▶ _Your task_: The required result is an exact copy of the lines beginning at the line that contains "[pin] woman with" and ending at the last line of the material below.

▶ _Extracted entries_:
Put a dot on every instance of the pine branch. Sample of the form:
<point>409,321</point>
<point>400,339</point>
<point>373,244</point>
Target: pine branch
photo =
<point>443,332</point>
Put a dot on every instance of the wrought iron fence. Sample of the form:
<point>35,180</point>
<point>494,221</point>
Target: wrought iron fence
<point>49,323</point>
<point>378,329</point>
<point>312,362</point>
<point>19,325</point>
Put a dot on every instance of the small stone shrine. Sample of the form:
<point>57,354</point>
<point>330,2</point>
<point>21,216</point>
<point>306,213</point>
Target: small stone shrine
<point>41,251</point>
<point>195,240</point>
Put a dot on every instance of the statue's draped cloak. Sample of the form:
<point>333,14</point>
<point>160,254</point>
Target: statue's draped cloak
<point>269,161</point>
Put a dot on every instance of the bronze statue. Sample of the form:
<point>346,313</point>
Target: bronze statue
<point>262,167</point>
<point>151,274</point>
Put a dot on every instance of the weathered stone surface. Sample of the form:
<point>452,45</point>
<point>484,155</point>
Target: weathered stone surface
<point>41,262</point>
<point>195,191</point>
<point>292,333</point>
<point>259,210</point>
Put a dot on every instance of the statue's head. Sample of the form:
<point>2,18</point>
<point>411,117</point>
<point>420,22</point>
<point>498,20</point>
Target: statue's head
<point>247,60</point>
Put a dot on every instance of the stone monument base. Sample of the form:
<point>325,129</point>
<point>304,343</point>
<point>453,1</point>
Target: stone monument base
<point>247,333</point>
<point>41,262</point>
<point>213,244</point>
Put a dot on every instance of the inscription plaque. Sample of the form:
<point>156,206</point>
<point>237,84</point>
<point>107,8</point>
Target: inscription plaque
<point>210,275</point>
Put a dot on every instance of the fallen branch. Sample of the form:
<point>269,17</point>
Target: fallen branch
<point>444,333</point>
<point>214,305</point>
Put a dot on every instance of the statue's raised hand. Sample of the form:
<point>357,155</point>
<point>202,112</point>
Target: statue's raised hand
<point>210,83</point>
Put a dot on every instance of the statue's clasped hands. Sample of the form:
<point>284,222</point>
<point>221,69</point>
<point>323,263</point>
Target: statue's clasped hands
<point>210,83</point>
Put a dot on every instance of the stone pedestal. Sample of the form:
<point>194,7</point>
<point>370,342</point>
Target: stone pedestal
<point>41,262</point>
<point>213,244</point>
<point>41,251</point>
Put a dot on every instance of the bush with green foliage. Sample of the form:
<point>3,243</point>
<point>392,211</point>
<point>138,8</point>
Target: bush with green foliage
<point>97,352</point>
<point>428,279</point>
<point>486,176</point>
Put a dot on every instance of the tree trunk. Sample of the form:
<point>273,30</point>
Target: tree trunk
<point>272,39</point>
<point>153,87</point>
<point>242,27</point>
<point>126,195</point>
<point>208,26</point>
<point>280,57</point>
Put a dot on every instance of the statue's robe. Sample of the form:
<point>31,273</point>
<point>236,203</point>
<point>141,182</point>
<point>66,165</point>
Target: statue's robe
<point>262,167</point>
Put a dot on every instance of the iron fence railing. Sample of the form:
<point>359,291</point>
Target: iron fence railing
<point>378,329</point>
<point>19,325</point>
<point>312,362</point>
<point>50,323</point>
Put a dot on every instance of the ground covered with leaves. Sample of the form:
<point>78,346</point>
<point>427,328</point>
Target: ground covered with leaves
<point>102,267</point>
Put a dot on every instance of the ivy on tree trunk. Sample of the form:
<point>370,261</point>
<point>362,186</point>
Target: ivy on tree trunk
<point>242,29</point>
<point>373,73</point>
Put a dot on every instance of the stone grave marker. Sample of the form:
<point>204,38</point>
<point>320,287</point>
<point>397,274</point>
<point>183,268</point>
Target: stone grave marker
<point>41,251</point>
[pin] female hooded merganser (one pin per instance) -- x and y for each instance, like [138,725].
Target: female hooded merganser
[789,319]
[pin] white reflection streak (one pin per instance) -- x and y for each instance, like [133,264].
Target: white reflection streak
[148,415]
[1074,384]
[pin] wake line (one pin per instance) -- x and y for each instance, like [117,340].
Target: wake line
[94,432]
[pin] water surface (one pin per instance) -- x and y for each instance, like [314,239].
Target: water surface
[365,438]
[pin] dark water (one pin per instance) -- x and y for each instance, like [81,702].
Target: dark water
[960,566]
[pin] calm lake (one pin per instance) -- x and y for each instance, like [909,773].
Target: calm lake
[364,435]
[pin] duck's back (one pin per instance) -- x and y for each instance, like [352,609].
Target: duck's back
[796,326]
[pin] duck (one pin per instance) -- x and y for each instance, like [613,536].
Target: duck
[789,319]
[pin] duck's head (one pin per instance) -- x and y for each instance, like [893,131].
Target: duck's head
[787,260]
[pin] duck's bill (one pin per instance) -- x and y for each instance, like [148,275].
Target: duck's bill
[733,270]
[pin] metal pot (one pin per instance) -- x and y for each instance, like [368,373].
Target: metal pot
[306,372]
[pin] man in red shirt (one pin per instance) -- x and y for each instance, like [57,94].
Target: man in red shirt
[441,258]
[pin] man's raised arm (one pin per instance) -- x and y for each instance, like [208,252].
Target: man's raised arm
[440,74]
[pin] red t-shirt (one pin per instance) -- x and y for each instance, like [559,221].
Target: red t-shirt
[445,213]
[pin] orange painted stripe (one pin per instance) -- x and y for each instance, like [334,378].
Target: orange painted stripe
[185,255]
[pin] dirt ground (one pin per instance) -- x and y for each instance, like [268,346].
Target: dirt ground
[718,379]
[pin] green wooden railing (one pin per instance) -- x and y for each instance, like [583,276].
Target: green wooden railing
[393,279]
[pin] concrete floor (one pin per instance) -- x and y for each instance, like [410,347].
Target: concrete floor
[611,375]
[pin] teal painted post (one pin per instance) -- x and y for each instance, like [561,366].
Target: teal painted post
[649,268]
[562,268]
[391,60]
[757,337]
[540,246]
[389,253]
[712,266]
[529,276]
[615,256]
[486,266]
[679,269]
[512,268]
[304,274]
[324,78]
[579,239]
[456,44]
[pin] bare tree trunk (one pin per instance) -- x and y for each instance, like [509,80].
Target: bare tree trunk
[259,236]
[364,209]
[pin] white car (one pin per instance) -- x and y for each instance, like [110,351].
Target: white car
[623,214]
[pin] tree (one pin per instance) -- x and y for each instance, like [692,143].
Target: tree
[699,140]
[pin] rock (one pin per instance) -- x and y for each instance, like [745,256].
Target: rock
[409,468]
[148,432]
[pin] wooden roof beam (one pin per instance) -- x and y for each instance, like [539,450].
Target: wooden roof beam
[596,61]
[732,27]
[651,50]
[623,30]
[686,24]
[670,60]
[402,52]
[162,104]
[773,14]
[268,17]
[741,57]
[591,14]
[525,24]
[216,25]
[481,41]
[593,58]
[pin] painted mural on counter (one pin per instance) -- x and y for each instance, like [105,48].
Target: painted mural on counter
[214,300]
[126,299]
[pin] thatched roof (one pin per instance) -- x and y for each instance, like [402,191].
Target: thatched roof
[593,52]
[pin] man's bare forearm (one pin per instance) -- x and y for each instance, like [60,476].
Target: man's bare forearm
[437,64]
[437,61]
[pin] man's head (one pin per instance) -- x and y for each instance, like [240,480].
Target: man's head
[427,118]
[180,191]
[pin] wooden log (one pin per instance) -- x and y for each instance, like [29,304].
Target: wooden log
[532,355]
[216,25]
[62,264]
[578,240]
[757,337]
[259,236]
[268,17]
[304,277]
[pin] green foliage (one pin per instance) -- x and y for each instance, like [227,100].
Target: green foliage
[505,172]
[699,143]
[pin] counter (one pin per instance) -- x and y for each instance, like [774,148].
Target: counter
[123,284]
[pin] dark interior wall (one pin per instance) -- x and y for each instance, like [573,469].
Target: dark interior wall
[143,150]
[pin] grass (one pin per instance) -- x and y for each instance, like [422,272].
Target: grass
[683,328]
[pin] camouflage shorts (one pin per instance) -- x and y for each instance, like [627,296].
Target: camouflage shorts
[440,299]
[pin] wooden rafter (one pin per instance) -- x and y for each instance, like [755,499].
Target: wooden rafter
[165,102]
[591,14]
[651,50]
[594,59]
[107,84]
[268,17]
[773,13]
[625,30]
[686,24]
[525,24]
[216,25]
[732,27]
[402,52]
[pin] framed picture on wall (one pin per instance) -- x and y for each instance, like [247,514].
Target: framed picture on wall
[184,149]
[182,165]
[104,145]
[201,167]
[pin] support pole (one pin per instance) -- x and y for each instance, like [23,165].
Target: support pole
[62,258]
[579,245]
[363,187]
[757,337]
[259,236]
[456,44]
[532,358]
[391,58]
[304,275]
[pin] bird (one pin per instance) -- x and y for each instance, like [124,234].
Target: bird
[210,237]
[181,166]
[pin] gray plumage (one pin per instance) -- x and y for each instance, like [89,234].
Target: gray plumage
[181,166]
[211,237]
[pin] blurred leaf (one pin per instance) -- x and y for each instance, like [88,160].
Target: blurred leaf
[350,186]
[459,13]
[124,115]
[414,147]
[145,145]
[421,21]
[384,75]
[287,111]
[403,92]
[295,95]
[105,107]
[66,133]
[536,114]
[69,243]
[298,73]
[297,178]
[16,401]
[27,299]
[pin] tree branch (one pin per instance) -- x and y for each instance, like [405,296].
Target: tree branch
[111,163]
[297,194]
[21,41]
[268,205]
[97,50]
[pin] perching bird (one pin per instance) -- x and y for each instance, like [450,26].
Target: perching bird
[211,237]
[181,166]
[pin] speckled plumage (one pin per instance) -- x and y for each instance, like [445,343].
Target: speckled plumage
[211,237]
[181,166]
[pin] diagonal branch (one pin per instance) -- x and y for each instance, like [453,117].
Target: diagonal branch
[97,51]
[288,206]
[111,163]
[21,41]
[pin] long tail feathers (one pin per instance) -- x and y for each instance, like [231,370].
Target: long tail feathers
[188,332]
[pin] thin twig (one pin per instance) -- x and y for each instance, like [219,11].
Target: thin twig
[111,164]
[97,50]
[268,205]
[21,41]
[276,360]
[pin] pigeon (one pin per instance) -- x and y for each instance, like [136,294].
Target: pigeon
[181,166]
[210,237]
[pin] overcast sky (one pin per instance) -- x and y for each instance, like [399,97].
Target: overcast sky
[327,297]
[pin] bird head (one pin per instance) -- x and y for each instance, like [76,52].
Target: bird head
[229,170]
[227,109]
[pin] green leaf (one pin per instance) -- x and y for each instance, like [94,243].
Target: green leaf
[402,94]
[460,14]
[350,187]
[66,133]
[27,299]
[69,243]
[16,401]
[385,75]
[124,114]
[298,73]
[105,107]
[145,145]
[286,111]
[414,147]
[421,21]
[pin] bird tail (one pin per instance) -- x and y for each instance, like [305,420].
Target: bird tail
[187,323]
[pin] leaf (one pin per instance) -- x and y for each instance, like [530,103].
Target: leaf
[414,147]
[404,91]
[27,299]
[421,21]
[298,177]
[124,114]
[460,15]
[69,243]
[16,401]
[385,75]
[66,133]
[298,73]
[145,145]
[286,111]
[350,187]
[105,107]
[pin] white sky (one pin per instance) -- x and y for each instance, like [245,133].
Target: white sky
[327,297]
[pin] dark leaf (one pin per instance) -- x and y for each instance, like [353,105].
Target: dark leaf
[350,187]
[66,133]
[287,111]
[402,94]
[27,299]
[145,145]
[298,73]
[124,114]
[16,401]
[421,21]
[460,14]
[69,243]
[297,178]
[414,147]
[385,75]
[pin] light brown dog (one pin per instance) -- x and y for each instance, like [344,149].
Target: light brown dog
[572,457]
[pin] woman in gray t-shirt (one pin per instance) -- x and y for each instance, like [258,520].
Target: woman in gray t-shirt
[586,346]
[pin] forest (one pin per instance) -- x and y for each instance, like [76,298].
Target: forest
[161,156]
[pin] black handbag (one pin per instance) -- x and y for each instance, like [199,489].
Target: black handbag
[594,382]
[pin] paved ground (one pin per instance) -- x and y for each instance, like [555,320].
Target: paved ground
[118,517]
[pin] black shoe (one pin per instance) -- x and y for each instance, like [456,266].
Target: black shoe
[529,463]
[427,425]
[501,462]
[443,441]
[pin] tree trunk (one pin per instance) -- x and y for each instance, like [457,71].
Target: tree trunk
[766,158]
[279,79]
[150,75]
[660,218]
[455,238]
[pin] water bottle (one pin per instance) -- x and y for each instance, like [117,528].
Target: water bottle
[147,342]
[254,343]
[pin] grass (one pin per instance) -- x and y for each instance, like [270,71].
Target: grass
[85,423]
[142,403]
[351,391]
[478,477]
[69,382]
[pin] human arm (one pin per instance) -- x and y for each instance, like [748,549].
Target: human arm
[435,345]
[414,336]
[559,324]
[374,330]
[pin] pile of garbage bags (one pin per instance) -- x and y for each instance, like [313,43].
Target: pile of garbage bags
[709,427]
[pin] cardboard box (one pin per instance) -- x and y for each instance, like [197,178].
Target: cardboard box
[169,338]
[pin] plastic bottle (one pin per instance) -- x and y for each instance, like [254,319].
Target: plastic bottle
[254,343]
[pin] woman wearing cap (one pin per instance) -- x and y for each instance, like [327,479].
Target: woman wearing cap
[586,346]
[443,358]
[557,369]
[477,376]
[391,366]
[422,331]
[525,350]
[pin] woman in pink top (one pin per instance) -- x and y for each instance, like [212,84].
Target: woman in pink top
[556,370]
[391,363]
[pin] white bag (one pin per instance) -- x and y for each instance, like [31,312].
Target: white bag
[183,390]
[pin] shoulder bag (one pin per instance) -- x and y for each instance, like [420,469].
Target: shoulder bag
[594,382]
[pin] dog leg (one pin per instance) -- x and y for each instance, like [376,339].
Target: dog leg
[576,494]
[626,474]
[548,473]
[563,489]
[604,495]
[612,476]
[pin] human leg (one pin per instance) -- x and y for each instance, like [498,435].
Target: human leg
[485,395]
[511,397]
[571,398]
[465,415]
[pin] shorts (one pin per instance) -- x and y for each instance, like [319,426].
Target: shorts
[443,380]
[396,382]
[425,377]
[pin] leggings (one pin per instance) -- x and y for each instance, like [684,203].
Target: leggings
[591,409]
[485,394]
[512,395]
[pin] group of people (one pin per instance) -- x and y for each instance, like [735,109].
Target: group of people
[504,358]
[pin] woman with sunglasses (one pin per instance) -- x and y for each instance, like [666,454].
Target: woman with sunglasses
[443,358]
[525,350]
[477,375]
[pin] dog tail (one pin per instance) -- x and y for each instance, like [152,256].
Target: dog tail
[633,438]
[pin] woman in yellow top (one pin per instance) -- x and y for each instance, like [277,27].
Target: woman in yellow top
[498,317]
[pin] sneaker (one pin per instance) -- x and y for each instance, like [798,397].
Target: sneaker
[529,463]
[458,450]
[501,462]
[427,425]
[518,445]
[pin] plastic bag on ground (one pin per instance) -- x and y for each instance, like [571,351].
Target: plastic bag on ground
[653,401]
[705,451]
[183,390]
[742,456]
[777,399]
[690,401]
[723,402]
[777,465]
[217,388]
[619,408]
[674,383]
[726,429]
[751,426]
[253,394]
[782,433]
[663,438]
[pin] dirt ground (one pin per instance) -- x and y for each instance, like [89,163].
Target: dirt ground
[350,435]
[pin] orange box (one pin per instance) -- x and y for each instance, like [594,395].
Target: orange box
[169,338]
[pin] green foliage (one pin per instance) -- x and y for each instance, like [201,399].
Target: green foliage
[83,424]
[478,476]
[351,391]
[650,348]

▶ _Answer to the exercise_:
[pin] woman with sunglasses (one pin per instance) -- x and y for each instance, like [666,454].
Target: woman with sunglasses
[443,358]
[525,350]
[477,375]
[pin] dog tail (one pin per instance) -- x and y for each instance, like [152,256].
Target: dog tail
[633,438]
[pin] woman in yellow top (one pin per instance) -- x and y for each instance, like [277,27].
Target: woman in yellow top
[498,317]
[pin] sneaker (one pin per instance) -- x and y for each instance, like [798,397].
Target: sneaker
[529,463]
[458,450]
[501,462]
[427,425]
[518,445]
[pin] plastic bag on ground (one pin per instance) -- x and y for each instance, like [571,351].
Target: plastic bag on ground
[653,401]
[705,451]
[183,390]
[742,456]
[777,399]
[690,401]
[723,402]
[777,465]
[217,388]
[619,408]
[674,383]
[726,429]
[751,426]
[253,394]
[782,433]
[663,438]
[pin] dirt ground (one pin per instance) -- x and y for each instance, like [89,163].
Target: dirt ground
[350,435]
[pin] orange box (one pin per instance) -- x and y for each instance, like [594,395].
Target: orange box
[169,338]
[pin] green foliage (one pin per instance) -- x and y for each instance, like [201,399].
Target: green foliage
[83,424]
[478,476]
[351,391]
[650,348]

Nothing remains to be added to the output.